> **読む文章**
━━━━━━

2010年 10月 17日
中西洋人 展 @ DEE'S HALL
南青山のDEE'S HALLで開催されている中西洋人さんの個展に行ってきました。中西さんは、伊豆(函南町)で木工のお仕事をされています。オークビレッジ(☆)にお勤めの経験があり、木工家具の制作に携わっておられたそうですが、2年前に独立し、今回が作家としての初個展となるそうです。本展では、サブタイトルにあるように、木で作られた花器を展示しています。それらは、無垢の木から木工ろくろで削りだされた花器。形取りの段階で、朽ちた木や虫食いの跡、木の節目などを造形に取り入れた一品性の高い作品です。回転体として作られたフォルムは、さながら土器のような形状をしています。それぞれの花器は、木地をそのまま活かしたものと、オイル、弁柄、焼きなどが施されたものとを見ることができます。花のための器といっても、木製ですから、そのまま水を入れるのではなく、落しを入れた上で花を活ける方法がとられています。水が入れられないが故に、朽木や割れた木の破れた造形がそのまま活かされ、それが見どころになっています。それらは、いま作り出されたばかりの花器でありながら、元となる木が蓄積してきた時間の長さを造形に留めた不思議な存在です。今回の展示にあたっては、西麻布でアンティーク&カフェ店(☆)を営みながら、華道家(挿花家)としても知られる坂村岳志さんが、いくつかの花器に花を挿しておられます。数年前に中西さんが坂村さんのお店を訪れたことがきっかけで、今回の展示会が実現したそうです。坂村さんが挿してみたい木の器と、中西さんが作りたい木の作品とが、何回もの対話の中から熟成されていったのだそうです。木と花。同じ植物ですから、自然な一体感が生まれます。まるで朽木から芽生えた花一輪のような、新たな生命の息吹です。花器という物体を借りて、時間の儚さを形に刻んでいるようにも感じます。二人の造形家が出会って生まれた、完成度の高い展示会でした。

━━━━━━

> **課題文 1**
記録から「green」という語を含む行をすべて探し、その行を一字も変えずに書き写してください。

データセットからの抜粋
━━━━━━

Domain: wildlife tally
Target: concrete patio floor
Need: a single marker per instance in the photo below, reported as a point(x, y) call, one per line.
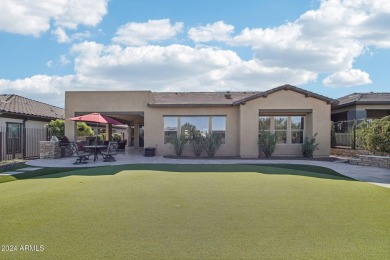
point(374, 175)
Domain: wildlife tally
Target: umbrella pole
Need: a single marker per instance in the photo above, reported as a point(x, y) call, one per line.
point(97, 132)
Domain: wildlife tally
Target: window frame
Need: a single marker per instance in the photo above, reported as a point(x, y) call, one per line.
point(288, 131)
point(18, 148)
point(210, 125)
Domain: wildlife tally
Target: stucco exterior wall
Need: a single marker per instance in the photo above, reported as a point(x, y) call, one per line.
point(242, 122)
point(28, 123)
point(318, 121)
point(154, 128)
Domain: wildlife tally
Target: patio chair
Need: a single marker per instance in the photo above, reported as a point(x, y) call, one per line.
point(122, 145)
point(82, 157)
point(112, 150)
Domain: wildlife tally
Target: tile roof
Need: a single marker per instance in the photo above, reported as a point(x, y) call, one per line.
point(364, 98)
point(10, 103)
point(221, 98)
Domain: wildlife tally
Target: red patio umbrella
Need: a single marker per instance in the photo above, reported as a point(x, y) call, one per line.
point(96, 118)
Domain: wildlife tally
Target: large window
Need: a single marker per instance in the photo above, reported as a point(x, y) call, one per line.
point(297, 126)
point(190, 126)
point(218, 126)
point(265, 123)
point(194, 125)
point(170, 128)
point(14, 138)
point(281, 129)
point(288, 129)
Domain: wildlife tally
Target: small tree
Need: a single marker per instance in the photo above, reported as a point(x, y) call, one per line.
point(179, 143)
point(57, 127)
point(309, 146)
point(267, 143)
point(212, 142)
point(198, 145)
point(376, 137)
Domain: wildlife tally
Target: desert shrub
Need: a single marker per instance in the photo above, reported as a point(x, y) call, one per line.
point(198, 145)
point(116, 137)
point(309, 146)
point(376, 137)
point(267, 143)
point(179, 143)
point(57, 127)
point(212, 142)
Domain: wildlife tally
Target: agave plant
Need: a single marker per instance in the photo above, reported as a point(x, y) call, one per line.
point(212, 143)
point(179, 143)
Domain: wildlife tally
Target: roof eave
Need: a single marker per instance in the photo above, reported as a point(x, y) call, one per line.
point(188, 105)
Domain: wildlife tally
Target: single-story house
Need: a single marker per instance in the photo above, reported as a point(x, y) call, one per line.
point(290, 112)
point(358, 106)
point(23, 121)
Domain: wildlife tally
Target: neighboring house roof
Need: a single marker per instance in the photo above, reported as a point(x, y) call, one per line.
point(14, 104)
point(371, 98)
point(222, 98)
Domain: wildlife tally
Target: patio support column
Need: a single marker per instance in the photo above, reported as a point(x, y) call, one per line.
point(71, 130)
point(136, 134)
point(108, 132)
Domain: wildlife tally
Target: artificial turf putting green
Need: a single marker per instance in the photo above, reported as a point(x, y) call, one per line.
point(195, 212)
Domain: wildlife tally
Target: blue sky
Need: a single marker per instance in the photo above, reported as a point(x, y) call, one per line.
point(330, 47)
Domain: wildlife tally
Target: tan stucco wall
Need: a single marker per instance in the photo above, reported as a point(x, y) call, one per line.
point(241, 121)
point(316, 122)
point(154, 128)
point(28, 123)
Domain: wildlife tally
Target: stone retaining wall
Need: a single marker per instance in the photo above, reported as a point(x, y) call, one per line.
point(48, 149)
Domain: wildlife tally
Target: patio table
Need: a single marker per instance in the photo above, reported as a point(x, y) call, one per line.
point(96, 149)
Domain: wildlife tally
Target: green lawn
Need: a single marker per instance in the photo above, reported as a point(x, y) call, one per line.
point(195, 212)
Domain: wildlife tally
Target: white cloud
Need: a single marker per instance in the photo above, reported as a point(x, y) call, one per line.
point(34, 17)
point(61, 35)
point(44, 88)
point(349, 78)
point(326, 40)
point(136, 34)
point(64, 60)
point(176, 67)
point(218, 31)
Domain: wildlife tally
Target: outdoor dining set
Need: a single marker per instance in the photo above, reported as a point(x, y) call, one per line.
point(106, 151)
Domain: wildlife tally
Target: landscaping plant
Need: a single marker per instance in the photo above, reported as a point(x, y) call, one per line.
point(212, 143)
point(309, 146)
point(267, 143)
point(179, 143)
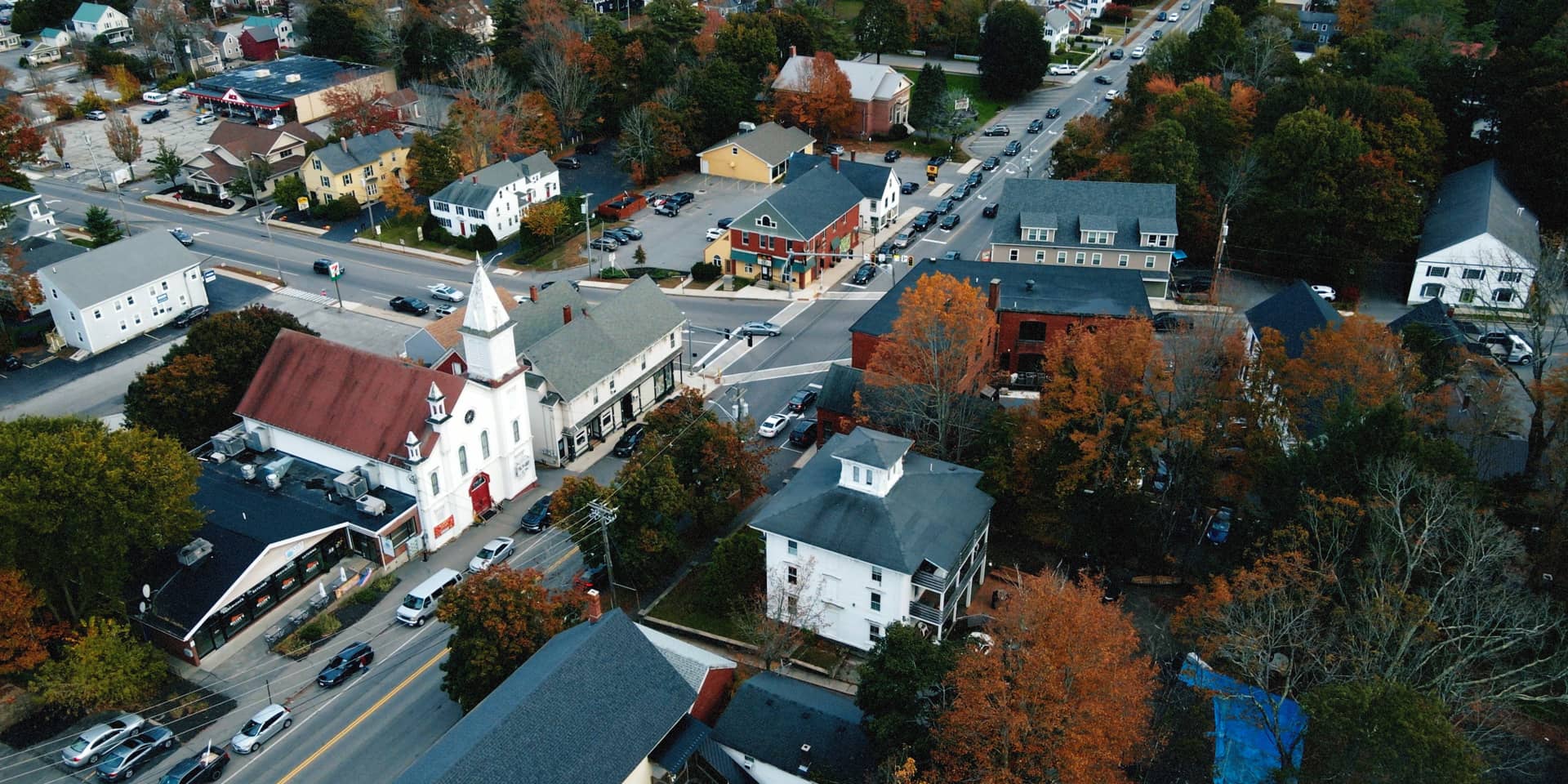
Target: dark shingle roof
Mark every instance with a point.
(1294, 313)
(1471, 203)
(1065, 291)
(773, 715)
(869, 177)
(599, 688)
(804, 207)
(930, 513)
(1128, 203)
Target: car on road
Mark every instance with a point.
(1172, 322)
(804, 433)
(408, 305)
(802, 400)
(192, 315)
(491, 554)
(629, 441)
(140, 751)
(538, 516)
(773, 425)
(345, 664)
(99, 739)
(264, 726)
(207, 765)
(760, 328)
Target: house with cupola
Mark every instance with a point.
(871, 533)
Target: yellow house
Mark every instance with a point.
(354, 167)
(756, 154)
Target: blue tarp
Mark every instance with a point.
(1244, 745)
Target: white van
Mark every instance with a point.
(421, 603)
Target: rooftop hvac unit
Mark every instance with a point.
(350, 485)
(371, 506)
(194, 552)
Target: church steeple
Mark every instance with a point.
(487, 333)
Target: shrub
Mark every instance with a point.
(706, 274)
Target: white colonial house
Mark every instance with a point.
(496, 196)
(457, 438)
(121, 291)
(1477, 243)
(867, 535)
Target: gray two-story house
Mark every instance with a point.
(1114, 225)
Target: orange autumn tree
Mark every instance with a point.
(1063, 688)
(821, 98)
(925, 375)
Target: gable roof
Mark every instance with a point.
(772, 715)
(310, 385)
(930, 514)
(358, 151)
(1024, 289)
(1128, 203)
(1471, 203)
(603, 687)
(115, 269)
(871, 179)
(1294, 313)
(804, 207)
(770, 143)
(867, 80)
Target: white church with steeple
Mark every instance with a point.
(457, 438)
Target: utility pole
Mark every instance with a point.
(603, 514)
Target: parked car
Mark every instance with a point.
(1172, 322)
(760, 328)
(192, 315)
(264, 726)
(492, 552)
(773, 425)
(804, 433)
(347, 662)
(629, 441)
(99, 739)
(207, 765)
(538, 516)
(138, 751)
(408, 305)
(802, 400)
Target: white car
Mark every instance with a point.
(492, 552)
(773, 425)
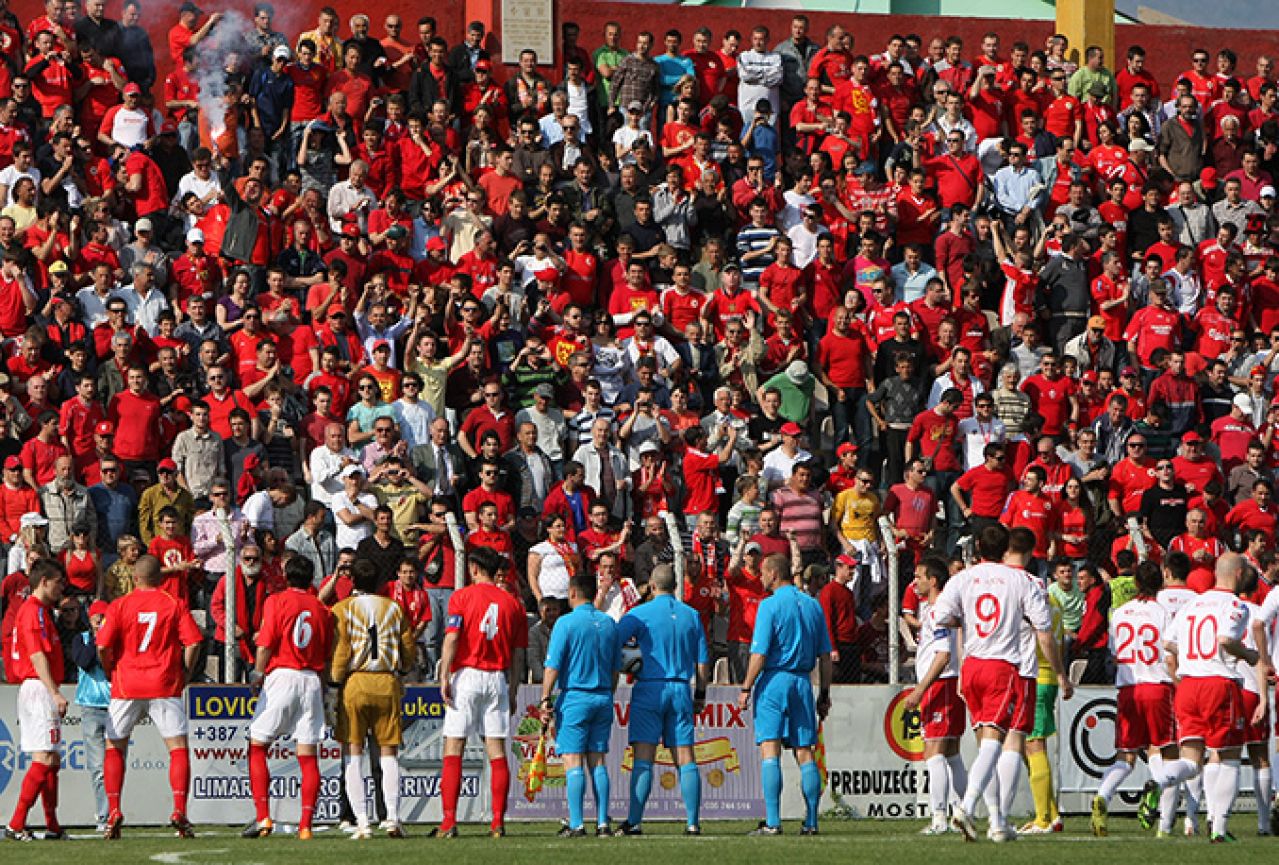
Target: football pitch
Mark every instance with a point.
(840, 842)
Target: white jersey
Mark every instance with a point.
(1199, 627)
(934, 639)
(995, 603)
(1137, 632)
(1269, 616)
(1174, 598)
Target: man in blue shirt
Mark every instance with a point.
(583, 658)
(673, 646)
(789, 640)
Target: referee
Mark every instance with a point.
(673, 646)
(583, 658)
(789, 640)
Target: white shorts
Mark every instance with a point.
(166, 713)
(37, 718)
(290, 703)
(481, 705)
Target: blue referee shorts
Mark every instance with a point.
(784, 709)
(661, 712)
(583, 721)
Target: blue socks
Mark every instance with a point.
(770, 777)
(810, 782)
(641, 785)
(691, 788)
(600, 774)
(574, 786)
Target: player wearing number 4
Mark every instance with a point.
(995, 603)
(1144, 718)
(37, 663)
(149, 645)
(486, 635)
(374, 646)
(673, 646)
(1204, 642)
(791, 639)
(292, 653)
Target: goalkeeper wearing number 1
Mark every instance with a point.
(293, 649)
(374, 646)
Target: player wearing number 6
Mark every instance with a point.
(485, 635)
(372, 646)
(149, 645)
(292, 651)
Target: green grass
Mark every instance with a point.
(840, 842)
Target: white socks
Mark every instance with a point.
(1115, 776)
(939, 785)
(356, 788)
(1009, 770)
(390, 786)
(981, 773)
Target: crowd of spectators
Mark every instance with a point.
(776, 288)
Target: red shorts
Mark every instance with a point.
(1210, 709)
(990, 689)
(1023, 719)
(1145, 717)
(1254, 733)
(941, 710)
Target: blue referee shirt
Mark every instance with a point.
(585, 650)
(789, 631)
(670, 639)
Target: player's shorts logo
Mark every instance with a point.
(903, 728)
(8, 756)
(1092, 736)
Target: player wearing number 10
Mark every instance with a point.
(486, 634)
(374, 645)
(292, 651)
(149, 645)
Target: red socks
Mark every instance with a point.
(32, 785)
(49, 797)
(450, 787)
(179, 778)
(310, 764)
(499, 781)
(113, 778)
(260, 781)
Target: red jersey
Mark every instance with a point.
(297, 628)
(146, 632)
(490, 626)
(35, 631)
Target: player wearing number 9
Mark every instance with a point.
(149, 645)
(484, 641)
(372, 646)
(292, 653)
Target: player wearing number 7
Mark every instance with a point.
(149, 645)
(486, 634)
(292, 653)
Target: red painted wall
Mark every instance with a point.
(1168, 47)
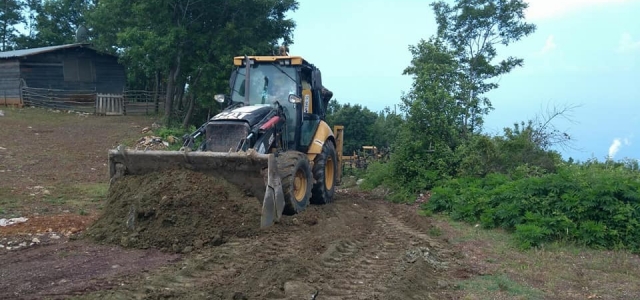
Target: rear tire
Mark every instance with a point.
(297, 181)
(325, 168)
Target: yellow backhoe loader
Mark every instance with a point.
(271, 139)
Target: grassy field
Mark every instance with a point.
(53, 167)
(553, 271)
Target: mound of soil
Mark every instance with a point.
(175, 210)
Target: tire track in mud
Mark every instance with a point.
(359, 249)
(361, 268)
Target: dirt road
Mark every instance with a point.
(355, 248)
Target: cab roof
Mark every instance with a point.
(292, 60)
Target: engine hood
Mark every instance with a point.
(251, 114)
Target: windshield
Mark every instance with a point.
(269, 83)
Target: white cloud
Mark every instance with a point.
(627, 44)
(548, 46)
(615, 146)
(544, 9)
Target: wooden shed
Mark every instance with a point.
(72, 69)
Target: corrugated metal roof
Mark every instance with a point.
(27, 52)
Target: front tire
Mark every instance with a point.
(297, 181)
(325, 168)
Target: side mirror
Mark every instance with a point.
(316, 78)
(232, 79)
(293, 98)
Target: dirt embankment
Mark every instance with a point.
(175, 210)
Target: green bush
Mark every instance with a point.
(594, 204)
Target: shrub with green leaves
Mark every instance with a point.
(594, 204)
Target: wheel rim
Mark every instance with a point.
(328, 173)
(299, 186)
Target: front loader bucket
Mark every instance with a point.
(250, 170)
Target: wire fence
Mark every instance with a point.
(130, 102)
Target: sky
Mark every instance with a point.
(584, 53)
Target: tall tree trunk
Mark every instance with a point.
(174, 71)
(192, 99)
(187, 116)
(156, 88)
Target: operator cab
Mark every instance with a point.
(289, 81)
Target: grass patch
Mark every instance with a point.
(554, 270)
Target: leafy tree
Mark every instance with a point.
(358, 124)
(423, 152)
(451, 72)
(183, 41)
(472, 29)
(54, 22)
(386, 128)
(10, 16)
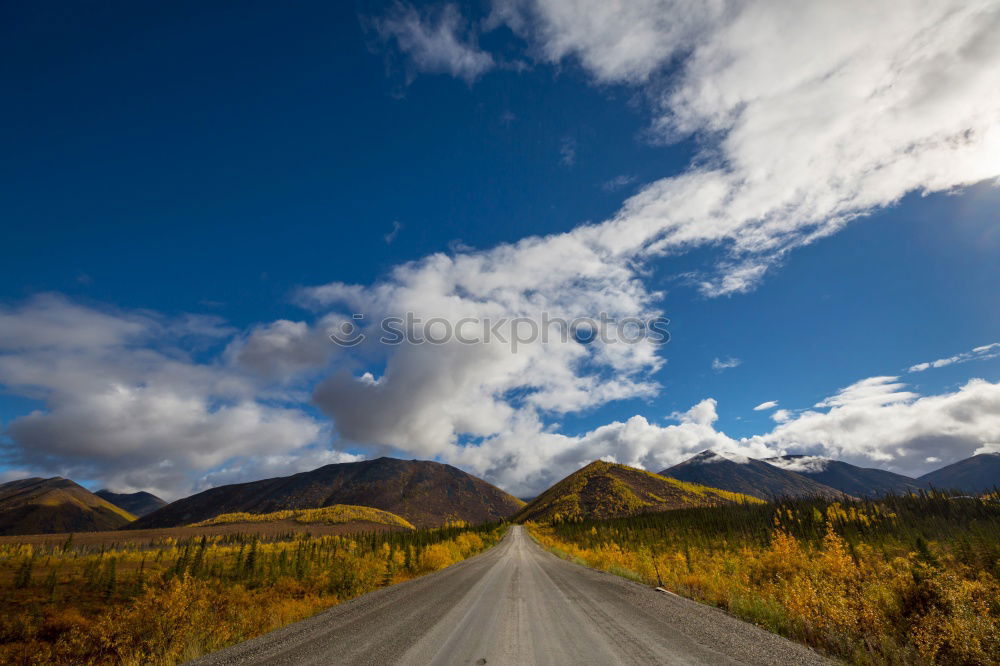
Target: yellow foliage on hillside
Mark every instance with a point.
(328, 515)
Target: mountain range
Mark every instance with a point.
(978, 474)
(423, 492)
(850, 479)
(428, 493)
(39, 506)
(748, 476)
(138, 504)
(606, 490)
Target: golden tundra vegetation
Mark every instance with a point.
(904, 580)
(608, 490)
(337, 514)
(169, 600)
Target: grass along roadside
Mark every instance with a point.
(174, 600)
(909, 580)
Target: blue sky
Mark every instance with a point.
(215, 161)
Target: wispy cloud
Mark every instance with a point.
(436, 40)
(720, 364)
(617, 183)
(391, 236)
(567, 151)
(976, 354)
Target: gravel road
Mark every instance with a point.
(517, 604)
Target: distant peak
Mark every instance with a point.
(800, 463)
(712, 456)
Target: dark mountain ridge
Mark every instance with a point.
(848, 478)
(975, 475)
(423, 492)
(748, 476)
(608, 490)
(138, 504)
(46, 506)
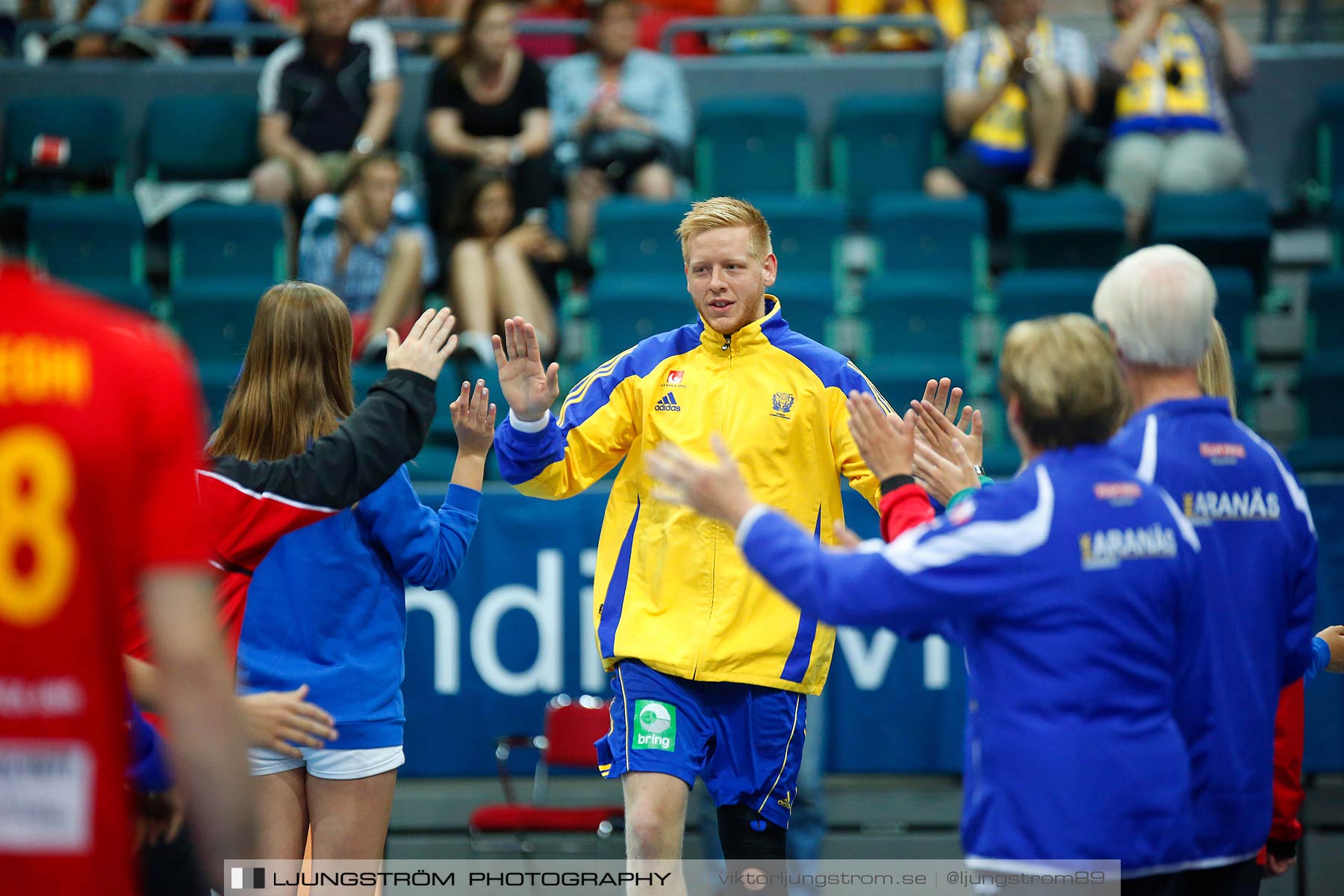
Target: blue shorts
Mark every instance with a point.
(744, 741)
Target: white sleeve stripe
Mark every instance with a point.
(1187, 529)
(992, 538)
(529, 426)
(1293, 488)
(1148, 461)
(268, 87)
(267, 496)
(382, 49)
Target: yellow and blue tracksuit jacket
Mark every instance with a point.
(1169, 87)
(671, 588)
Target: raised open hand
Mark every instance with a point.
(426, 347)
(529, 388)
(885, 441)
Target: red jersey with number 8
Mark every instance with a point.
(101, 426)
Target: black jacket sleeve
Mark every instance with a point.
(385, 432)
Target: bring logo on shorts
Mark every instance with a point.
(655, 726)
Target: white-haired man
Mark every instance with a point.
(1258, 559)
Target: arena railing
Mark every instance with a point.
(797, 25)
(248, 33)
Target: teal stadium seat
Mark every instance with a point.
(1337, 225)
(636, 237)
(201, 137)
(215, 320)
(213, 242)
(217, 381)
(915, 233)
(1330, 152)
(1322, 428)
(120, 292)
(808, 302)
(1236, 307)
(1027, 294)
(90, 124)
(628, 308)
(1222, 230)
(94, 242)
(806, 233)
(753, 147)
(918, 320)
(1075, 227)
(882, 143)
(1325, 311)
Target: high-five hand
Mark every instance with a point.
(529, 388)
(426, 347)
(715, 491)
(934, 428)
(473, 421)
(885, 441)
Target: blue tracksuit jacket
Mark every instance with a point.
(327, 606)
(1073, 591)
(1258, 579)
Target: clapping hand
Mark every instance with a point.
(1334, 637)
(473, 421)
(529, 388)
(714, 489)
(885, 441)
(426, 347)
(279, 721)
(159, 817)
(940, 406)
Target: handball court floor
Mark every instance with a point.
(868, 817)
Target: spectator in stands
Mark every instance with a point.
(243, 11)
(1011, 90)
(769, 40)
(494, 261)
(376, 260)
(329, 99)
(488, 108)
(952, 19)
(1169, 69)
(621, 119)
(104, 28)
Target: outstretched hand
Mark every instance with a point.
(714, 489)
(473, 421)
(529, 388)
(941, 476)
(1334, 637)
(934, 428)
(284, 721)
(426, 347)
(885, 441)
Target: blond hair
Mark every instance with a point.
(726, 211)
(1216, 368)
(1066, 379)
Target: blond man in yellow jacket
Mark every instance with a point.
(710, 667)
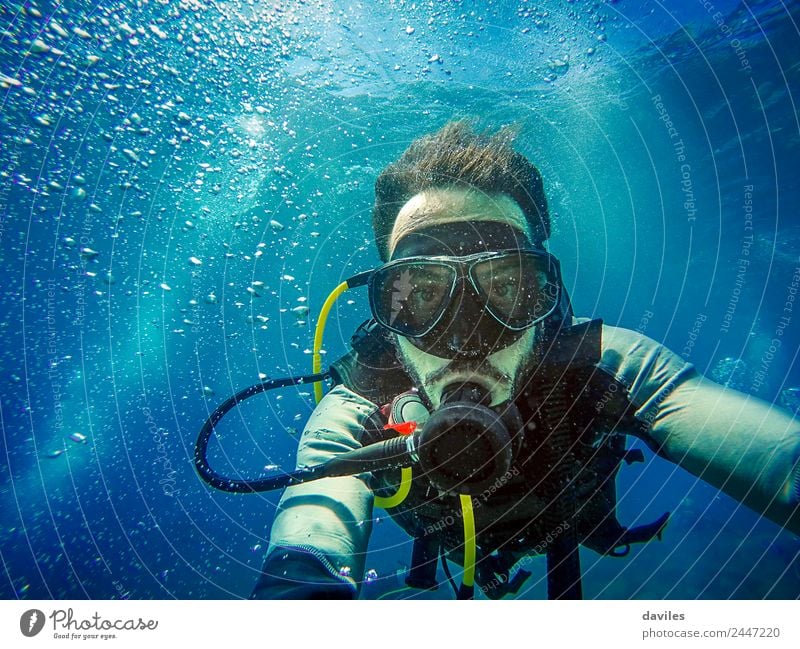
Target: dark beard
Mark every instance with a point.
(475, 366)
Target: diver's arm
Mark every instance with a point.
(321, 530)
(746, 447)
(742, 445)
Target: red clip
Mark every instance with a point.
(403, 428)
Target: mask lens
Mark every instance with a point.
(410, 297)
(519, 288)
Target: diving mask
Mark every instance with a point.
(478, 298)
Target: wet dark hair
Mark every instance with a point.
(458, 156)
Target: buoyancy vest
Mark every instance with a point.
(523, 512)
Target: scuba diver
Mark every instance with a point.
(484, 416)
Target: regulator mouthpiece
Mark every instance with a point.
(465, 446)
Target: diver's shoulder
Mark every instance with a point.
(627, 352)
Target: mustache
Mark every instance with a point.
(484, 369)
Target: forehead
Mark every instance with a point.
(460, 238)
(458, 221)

━━━━━━

> **課題文 2**
次の(a)〜(c)が中西洋人さんの個展の文章と合っているか、それぞれ「はい」か「いいえ」で答え、決め手となる文章中の言葉をそのまま引用してください。
(a) 今回の展示は、中西さんにとって作家としての初めての個展である。
(b) 木の花器には、そのまま水を入れて花を活けている。
(c) 坂村岳志さんは、南青山でアンティーク&カフェ店を営んでいる。

> **完成した答え 1**
Target: artificial turf putting green
Target: green lawn
Target: green grass
Target: green bush
Target: shrub with green leaves

> **完成した答え 2**
(a) はい。「2年前に独立し、今回が作家としての初個展となるそうです」
(b) いいえ。「そのまま水を入れるのではなく、落しを入れた上で花を活ける方法がとられています」
(c) いいえ。「西麻布でアンティーク&カフェ店(☆)を営みながら」